### Problème à résoudre
Extrayez et recopiez sans rien changer le passage qui va de la ligne contenant « the tan building » jusqu'à la fin des lignes, ces deux limites comprises.

Entrées du jeu de données:

########################################

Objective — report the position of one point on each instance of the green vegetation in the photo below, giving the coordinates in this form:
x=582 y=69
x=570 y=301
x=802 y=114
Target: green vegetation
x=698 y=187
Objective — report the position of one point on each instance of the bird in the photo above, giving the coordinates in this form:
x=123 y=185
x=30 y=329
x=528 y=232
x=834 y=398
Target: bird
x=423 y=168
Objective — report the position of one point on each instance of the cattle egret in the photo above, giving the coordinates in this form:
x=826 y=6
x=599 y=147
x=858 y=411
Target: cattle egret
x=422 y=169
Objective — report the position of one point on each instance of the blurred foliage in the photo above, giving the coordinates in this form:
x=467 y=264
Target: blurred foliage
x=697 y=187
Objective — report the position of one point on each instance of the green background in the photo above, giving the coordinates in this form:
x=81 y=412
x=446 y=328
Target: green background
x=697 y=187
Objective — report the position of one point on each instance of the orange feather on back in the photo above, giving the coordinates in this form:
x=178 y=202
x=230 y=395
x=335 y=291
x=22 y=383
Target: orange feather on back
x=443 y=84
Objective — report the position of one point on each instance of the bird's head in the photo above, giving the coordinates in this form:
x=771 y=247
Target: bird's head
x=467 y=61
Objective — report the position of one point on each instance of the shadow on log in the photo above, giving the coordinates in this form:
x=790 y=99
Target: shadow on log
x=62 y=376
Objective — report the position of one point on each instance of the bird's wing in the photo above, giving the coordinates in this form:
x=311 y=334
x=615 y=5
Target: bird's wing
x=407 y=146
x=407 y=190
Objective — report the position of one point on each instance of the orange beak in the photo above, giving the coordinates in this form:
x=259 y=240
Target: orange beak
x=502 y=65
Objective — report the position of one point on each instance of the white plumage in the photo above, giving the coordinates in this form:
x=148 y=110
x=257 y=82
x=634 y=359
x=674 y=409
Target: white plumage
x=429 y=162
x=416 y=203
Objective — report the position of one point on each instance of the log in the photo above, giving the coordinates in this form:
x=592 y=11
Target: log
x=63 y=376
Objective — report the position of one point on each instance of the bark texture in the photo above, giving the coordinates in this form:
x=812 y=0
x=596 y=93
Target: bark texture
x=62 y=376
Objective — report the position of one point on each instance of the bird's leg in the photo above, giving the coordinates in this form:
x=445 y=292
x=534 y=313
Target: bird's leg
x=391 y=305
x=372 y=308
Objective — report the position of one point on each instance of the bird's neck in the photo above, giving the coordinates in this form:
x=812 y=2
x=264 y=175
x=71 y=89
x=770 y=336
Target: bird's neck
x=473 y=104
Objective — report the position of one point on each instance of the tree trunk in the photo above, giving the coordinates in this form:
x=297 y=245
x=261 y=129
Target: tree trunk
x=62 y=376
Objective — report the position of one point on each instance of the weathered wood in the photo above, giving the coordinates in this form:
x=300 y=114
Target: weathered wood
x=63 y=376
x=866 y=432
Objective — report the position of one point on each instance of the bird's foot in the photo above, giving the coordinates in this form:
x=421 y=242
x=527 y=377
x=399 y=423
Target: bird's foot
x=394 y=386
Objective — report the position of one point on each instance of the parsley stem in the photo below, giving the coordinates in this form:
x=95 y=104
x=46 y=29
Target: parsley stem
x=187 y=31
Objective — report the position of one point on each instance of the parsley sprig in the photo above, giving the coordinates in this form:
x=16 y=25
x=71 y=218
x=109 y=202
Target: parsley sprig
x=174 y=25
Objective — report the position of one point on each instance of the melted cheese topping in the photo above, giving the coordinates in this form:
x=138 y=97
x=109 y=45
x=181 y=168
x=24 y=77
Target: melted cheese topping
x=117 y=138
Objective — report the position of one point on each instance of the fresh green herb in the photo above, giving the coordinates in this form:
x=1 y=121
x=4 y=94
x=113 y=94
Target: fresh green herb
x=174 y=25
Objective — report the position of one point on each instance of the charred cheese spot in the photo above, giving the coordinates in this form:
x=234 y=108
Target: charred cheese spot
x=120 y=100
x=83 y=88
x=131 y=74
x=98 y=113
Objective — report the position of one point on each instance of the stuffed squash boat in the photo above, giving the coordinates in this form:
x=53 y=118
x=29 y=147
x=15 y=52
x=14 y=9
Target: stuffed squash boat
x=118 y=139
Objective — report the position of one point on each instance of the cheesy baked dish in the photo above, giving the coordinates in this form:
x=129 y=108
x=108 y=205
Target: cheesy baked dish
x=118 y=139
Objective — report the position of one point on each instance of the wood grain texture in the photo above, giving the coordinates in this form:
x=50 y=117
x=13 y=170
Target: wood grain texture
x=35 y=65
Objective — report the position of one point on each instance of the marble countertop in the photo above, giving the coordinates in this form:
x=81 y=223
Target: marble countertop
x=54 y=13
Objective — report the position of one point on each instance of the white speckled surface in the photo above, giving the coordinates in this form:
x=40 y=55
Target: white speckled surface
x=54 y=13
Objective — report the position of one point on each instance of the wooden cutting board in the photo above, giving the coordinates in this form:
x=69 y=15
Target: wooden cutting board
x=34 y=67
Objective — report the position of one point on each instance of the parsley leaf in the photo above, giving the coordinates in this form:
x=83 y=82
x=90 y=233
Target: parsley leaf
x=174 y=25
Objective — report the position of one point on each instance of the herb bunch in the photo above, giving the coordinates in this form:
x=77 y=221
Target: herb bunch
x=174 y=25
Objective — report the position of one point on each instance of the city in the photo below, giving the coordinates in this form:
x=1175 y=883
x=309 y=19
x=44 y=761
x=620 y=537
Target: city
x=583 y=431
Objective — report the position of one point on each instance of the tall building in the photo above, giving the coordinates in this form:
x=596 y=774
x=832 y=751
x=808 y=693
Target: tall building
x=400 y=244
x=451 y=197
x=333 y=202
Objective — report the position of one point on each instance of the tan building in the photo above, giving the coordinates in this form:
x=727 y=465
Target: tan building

########################################

### Réponse finale
Objective — report the position of one point on each instance of the tan building in the photo above, giving the coordinates in this form:
x=727 y=465
Target: tan building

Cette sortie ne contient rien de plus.